May 30th 2022 - Soylent Not So Green

in LeoFinance2 years ago

(source: Wikimedia Commons)

A week ago New York City has officially removed its last public payphone. For many New Yorkers, as well as outside observers, it represented the end of an era and a natural and rather expected result of a technological progress and ubiquitousness of mobile phones.

However, for one very small segment of people – hard core cinephiles, especially those enthusiastic about classic science fiction films – this story was particularly interesting and, in a way, quite amusing. The reason is Soylent Green, 1973 film directed by Richard Fleischer and starring Charlton Heston in one of the most famous roles of his career. The film is interesting because its plot is set in New York in year 2022, which allows for all kinds of intriguing comparisons between film makers’ vision and what is reality today.

While many can argue that the Big Apple is today in bad shape, it is definitely not as bad as depicted in the film. The film presents New York as victim of overpopulation that turned it into dystopian hellhole, with most people forced to live on overcrowded street, subjected to pollution, malnutrition, unstoppable crime and food riots. Running water and electricity is a luxury affordable only to the wealthiest and the most influential elite.

Point localization data
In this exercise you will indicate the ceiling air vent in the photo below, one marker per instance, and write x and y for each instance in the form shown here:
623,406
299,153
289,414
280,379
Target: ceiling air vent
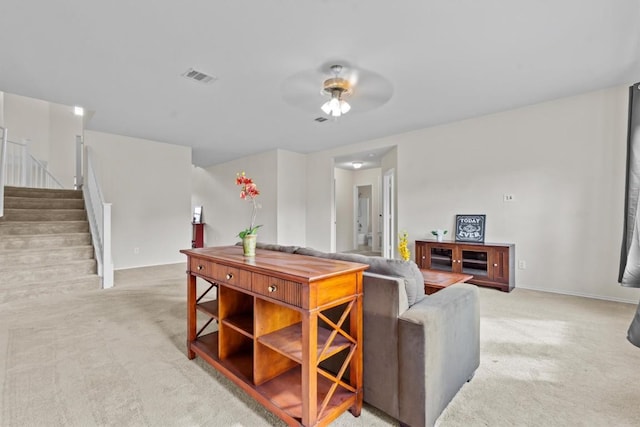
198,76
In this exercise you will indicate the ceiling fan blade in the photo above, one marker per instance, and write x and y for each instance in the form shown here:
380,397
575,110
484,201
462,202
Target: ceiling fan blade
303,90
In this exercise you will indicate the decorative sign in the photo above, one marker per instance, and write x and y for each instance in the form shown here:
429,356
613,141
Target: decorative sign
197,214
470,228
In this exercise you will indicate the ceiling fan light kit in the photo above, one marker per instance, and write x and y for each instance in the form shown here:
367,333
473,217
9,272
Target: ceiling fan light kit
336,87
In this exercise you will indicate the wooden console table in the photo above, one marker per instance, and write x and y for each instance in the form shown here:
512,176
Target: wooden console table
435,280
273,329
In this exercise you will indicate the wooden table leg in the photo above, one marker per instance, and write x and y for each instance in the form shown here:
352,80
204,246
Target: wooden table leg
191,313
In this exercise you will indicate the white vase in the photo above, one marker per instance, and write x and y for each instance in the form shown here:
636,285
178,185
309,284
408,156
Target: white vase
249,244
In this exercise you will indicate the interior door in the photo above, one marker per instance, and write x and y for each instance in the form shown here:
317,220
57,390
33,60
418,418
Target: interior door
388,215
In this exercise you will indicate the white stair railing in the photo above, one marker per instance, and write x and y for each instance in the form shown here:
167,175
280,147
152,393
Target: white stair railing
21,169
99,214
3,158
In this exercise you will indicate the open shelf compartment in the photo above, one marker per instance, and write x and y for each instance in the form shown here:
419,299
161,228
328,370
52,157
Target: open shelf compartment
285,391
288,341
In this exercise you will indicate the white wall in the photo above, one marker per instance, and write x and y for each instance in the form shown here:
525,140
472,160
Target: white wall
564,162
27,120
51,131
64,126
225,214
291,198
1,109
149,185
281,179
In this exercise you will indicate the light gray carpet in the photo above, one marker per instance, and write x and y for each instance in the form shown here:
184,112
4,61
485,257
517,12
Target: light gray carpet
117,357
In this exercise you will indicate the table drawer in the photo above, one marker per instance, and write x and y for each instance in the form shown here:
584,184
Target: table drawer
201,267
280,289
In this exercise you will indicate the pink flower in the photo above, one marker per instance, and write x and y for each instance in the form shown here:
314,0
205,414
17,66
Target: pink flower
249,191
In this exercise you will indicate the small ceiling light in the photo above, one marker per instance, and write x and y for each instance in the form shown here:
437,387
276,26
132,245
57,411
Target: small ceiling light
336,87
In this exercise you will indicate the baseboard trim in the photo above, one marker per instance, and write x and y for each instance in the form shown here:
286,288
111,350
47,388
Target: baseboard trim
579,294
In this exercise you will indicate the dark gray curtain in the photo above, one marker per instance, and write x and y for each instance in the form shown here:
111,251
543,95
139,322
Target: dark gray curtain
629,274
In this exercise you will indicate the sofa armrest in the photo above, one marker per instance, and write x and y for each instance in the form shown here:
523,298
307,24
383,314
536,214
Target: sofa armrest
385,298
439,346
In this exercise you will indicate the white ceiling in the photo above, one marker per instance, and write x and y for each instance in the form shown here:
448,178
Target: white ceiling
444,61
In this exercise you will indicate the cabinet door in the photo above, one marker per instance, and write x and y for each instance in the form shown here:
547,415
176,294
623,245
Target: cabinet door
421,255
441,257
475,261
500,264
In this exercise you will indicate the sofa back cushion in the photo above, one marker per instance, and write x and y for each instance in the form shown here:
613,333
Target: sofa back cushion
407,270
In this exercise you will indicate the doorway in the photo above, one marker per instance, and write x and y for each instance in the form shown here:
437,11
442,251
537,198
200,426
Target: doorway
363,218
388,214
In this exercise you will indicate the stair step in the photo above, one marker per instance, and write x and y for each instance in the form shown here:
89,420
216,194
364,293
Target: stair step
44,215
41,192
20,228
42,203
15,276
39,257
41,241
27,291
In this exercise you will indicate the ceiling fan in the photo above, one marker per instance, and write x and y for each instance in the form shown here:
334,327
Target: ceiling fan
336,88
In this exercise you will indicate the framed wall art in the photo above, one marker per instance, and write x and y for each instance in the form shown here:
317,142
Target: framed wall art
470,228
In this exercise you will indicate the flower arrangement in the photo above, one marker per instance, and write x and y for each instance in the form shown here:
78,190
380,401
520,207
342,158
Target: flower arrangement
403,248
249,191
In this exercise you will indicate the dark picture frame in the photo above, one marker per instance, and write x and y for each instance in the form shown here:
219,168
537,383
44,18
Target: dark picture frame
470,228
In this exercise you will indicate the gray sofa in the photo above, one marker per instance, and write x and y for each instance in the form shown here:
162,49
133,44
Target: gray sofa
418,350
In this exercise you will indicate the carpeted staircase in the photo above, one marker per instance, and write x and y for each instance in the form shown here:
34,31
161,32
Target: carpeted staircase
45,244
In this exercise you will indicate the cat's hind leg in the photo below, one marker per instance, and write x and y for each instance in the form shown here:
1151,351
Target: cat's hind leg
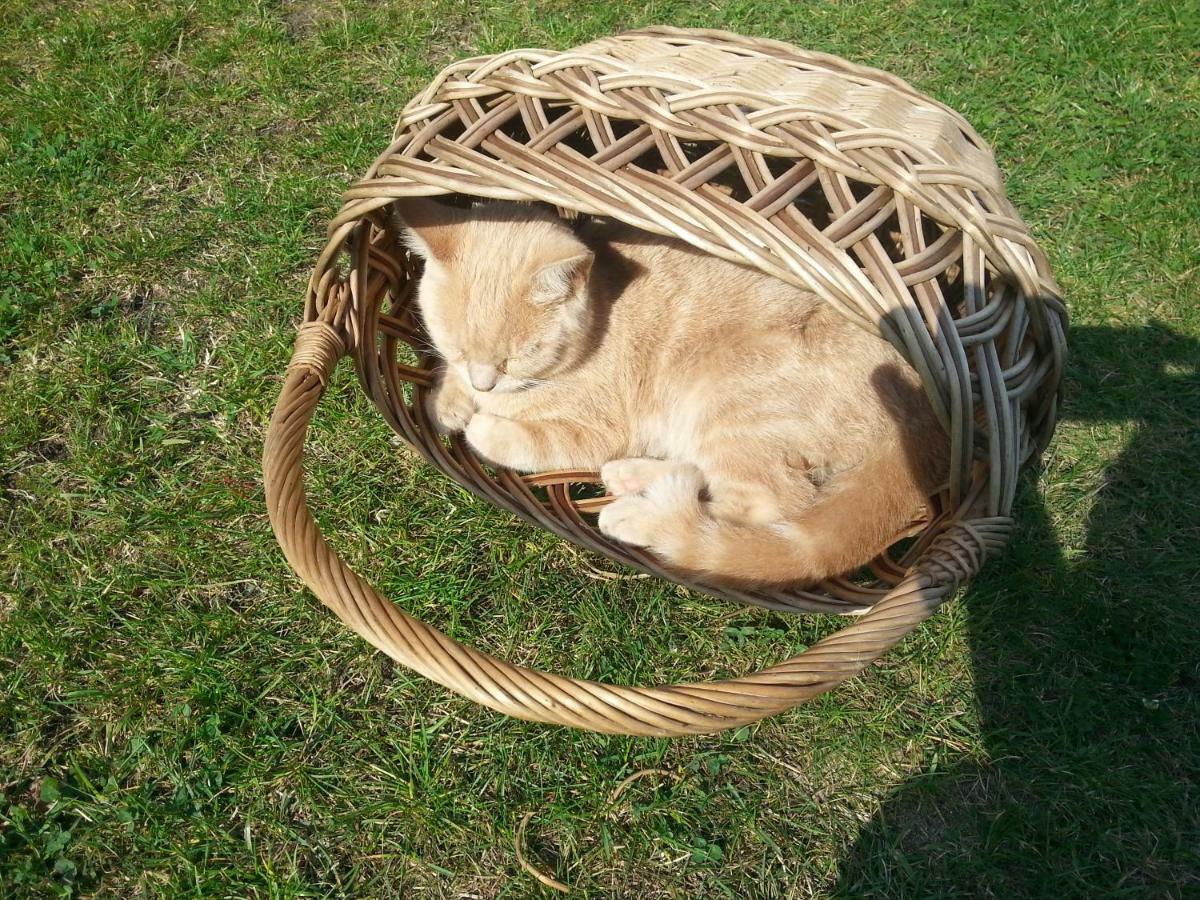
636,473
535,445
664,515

Problem details
According to the Soylent Green post, what does the film subject most of New York's people to? List each item.

Result below
- Pollution
- Malnutrition
- Unstoppable crime
- Food riots